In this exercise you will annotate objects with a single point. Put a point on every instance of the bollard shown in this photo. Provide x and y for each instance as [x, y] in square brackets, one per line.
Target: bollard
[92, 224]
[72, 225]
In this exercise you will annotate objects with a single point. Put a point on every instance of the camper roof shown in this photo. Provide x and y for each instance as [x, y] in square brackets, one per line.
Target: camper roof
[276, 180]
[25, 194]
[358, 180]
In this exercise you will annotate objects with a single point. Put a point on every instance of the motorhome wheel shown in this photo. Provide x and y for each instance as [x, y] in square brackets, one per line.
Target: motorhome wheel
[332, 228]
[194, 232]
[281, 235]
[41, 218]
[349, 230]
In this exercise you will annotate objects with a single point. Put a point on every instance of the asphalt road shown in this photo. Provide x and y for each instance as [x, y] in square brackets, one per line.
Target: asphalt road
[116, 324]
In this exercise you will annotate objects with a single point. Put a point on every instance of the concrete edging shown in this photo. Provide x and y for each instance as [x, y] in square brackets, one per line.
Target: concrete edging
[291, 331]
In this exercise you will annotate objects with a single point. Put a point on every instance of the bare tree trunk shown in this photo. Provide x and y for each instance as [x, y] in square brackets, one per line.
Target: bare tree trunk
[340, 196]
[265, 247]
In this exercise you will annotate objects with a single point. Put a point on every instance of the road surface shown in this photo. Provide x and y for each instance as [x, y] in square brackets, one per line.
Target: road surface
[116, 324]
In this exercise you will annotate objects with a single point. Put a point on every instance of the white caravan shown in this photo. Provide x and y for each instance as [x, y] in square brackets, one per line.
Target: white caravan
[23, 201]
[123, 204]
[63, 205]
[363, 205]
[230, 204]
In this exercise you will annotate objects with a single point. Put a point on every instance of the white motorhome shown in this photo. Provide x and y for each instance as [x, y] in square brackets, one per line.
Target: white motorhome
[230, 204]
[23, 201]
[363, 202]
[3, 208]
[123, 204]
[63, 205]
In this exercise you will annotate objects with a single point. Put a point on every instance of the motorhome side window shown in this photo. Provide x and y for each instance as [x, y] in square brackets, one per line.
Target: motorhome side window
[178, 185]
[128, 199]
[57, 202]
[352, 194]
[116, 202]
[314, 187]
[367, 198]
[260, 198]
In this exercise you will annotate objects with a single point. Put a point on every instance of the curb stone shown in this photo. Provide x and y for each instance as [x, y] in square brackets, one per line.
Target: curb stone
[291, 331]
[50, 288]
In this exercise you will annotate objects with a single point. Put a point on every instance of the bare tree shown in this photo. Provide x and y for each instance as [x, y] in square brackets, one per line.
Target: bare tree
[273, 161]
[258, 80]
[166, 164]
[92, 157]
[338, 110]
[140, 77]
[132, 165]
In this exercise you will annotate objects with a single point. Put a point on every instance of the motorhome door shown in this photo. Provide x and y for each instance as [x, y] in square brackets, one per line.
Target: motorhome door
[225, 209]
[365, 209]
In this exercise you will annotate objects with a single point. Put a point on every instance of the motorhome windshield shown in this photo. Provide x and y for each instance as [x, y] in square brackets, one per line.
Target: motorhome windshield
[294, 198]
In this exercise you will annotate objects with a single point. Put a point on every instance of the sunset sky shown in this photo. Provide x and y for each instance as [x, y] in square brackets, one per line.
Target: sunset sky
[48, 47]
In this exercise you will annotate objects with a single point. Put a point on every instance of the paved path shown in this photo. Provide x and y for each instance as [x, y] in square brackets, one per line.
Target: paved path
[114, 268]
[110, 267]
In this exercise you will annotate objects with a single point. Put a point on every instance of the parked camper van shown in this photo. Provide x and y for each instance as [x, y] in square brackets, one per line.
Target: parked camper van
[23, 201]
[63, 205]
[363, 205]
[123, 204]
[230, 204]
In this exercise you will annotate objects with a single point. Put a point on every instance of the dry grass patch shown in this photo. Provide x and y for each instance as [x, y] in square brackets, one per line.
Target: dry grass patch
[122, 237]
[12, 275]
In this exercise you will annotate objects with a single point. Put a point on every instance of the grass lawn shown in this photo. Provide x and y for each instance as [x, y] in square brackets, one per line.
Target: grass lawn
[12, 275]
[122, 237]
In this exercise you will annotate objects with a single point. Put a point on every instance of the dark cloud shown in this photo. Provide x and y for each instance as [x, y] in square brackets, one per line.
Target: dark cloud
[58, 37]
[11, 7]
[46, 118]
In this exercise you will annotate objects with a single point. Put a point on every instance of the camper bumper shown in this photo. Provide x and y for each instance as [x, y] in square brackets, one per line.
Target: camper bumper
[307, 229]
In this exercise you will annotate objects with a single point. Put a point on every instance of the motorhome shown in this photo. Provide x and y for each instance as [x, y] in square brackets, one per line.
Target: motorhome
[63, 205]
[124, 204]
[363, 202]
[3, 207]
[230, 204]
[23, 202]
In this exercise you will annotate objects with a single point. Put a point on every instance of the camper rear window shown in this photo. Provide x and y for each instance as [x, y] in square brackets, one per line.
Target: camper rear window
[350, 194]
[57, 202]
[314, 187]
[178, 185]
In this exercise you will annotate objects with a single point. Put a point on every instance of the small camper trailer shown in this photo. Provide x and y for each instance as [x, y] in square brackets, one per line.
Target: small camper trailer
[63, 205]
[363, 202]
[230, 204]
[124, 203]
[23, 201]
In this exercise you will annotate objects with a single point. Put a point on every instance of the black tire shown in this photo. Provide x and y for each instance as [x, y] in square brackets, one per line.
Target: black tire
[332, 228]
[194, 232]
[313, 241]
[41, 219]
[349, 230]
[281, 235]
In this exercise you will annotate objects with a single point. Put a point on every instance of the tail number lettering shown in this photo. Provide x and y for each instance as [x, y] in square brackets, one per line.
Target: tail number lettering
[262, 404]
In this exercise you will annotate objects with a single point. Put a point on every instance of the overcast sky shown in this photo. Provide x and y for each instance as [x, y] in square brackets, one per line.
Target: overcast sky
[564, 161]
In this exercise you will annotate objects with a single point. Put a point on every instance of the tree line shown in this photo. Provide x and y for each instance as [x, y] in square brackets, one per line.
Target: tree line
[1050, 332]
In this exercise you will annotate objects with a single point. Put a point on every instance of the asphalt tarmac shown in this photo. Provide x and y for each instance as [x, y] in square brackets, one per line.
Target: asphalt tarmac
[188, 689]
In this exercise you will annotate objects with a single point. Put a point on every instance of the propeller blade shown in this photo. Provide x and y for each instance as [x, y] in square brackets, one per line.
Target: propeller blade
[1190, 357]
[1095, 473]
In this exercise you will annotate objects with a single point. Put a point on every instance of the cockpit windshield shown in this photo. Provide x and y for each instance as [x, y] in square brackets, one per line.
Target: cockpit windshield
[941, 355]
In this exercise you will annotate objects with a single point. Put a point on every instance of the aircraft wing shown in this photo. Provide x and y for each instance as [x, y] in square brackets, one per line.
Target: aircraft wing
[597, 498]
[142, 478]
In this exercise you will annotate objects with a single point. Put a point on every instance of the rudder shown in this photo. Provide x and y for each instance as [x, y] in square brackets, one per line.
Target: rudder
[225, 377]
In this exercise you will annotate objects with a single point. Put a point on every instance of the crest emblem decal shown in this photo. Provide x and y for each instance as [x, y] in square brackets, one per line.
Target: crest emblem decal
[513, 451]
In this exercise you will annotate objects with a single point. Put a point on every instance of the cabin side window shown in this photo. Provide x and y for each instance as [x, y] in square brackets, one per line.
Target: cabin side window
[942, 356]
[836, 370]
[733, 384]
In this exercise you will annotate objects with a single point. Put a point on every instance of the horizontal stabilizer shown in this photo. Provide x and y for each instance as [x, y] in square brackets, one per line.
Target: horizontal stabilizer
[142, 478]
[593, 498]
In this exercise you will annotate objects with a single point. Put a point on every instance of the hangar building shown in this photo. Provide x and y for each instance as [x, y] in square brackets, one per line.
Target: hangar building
============
▶ [Task description]: What you hand back must match the records above exactly.

▶ [Written reply]:
In this exercise you will annotate objects with a single point. Put a point on every instance of the bollard shown in this photo. Provide x and y for each instance as [x, y] in square brackets, one per line.
Target: bollard
[92, 224]
[72, 225]
In this exercise you will annotate objects with a single point. Put a point on every instance of the camper roof shown in this photo. Provide x and y for each instance as [x, y] in square brackets, one per line.
Target: camper roof
[276, 180]
[25, 194]
[358, 180]
In this exercise you will annotate objects with a single point. Put a point on every instance of the motorhome wheel shown in this photo. Provide x and y for each instance as [x, y] in square brackets, one per line.
Target: motorhome wheel
[332, 228]
[194, 232]
[281, 235]
[41, 218]
[349, 230]
In this exercise you will annotate objects with a single point. Put a point on every instance of the asphalt road shown in this photo. Provide x and y for each instance as [x, y] in square brackets, one per line.
Target: asphalt road
[116, 324]
In this exercise you will annotate objects with a single point. Put a point on every instance of the concrete edging shown in this photo. Provide x and y for each instance as [x, y] in square brackets, one per line.
Target: concrete edging
[291, 331]
In this exercise you will annotate objects with a single point. Put a point on every instance of the bare tree trunk shown in this photo. Provide x and y for each instance as [x, y] in square brackets, one per line.
Target: bare tree trunk
[340, 196]
[265, 247]
In this exercise you will annotate objects with a single point. Put a point on every instance of the road surface shown in this photo. Provide x and y for each instance as [x, y] in square brackets, one per line.
Target: road surface
[116, 324]
In this exercise you will annotate objects with a single point. Put a point on every instance of the white caravan shown in this photo. Provide x and y for each instance as [x, y] in square brackets, one per line.
Target: white caravan
[23, 201]
[123, 204]
[63, 205]
[363, 205]
[230, 204]
In this exercise you will annotate objects with a single point. Put a point on every instance of the white motorhome shown in this photo. Provide x and y for each instance as [x, y] in square brackets, one per line.
Target: white motorhome
[230, 204]
[23, 201]
[363, 202]
[3, 208]
[123, 204]
[63, 205]
In this exercise you will annotate objects with a single point. Put a point on every instance of the motorhome side window shown in this photo. Provide x and y for each instance as [x, y] in square brackets, one per line.
Target: motorhome side window
[178, 185]
[128, 199]
[57, 202]
[352, 194]
[116, 202]
[314, 187]
[367, 198]
[260, 198]
In this exercise you will annotate objects with a single point. Put a point on every instance of the curb stone shown in this photo. Provide x and y for each instance as [x, y] in square brackets, one per line.
Target: curb stone
[291, 331]
[50, 288]
In this exercise you will annotate objects with a single point. Put a point on every instance of the bare tree shown in this photo. Provide x and y for each instance as [x, y] in square brackets, one per line.
Target: bare tree
[273, 161]
[258, 80]
[166, 164]
[92, 157]
[338, 110]
[140, 77]
[132, 165]
In this exercise you will annotate objects with a single point. Put a point on every instance of the motorhome door shown in this photo. Provide x and y for each instance as [x, y] in square brackets, one per line.
Target: motorhome door
[225, 209]
[365, 209]
In this exercise you will annotate objects with a single point. Put a point on every instance of the motorhome windshield shown in this photo. Provide x and y for each instance as [x, y] in square brackets, one per line.
Target: motorhome windshield
[294, 198]
In this exercise you will annotate objects with a single point. Put a point on every instance of the sunset sky shown in this photo. Provide x and y for each instance as [x, y] in square brackets, one per line.
Target: sunset sky
[48, 47]
In this exercise you will annotate objects with a single point. Put a point on every instance of the paved path shown in this photo. Provide x and y for each instance as [x, y] in square brackets, one per line.
Target: paved path
[114, 268]
[110, 267]
In this exercise you will annotate objects with a single point. Put a point on every instance of the parked camper van shown in this photo. Provide x and y for each instance as [x, y] in square brackets, one per line.
Target: parked camper van
[23, 201]
[63, 205]
[363, 205]
[123, 204]
[230, 204]
In this exercise you will annotate objects with a single point. Put a point on every instance of the dry grass patch shown in this photo. Provide x and y for each instance as [x, y] in square brackets, one per line.
Target: dry grass patch
[122, 237]
[12, 275]
In this exercise you will annotate objects with a single point. Put a point on every instance of the grass lawn shown in this photo. Provide x and y for each instance as [x, y] in square brackets, one per line.
Target: grass lawn
[12, 275]
[122, 237]
In this exercise you will annotate objects with a single point. Put a point on every instance of the dark cloud shown in this photo. Provide x and y for each instance as [x, y] in square brackets, one per line.
Target: dark cloud
[58, 37]
[11, 7]
[46, 118]
In this exercise you will annotate objects with a single point. Put a point on every instance of the camper bumper shown in this photo. Provide x and y for each instance as [x, y] in square brackets, one per line.
Target: camper bumper
[307, 229]
In this exercise you will annotate objects with a single point. Put a point on every instance of the motorhome shown in this photo. Provide x and y for each instance as [x, y] in square brackets, one per line.
Target: motorhome
[63, 205]
[124, 204]
[363, 202]
[3, 207]
[230, 204]
[23, 202]
In this exercise you will annotate objects with a single point. Put a point on every instance of the camper rear window shown in this photo. Provide x and y for each instance as [x, y] in square brackets, one per line.
Target: camper rear window
[350, 194]
[57, 202]
[314, 187]
[178, 185]
In this exercise you will annotate objects with a single point. Put a point on every instance of the small camper trailer shown in this photo. Provide x and y for each instance as [x, y] in square brackets, one per line.
Target: small camper trailer
[63, 205]
[363, 202]
[230, 204]
[124, 203]
[23, 201]
In this exercise you will annotate objects with a single point. Put a point on every instance of the black tire shown in this photo. Provide x and y for each instance as [x, y] in square brackets, one per line.
Target: black tire
[332, 228]
[194, 232]
[313, 241]
[41, 219]
[349, 230]
[281, 235]
In this exercise you will annotate objects with a single point. Put a point on every instance of the tail number lettering shown in this photo. Provide x and y for each instance as [x, y] in square brackets, one per line.
Target: tail number lettering
[262, 404]
In this exercise you will annotate objects with a single point. Put a point on every instance of the overcast sky shown in this photo. Provide x and y for each instance as [x, y] in square brackets, one per line.
Target: overcast sky
[564, 161]
In this exercise you will annotate objects with a single point. Put a point on every instance of the tree line shown in this photo. Provide x and y for each instance as [x, y] in square brackets, one per line.
Target: tree line
[1050, 332]
In this exercise you will annotate objects with a single point. Put a point on every instance of the asphalt tarmac shown in this photo. Provide x and y for each instance as [x, y] in square brackets, one per line.
Target: asphalt tarmac
[188, 689]
In this exercise you will annotate objects with a single point. Put a point on every instance of the propeller blade shown in this photo. Provide x and y for each instance as [x, y] in square brackets, one per line.
Target: propeller blade
[1190, 357]
[1095, 473]
In this exercise you will annotate objects with a single point. Put a point on every instance of the cockpit windshield shown in this photo. Provide x and y for each instance as [x, y] in square brackets, one per line.
Target: cockpit windshield
[941, 355]
In this exercise you will annotate objects with a single point. Put a point on every instance of the aircraft wing shown in this photo. Provide x and y for each instance as [x, y] in square brackets, one per line.
Target: aircraft wing
[597, 498]
[142, 478]
In this exercise you will annotate objects with a single point. Put a point on every instance of the rudder shown in this photo. Provide x and y for each instance as [x, y] in square brackets, one per line.
Target: rudder
[225, 377]
In this exercise you will annotate objects with a single point. Put a point on every instance of the crest emblem decal shown in this photo. Provide x and y for each instance as [x, y] in square brackets, one per line.
Target: crest emblem decal
[513, 451]
In this exercise you will annotate objects with a single point. Put a point on every instance of the cabin side window shown in this photo. Provide x and y for each instance as [x, y] in square brackets, one per line.
Target: cabin side window
[942, 356]
[836, 370]
[733, 384]
In this exercise you will annotate objects with a single point. Put a point on every instance of the horizontal stabilizer shown in this photo. Provide x and y for each instance as [x, y] in square brackets, one per line.
Target: horizontal stabilizer
[142, 478]
[593, 498]
In this exercise you will annotate objects with a single point. Put a point on every instance of the hangar building shown in this photo. Provide x and y for each instance as [x, y] in square brackets, one per line.
Target: hangar building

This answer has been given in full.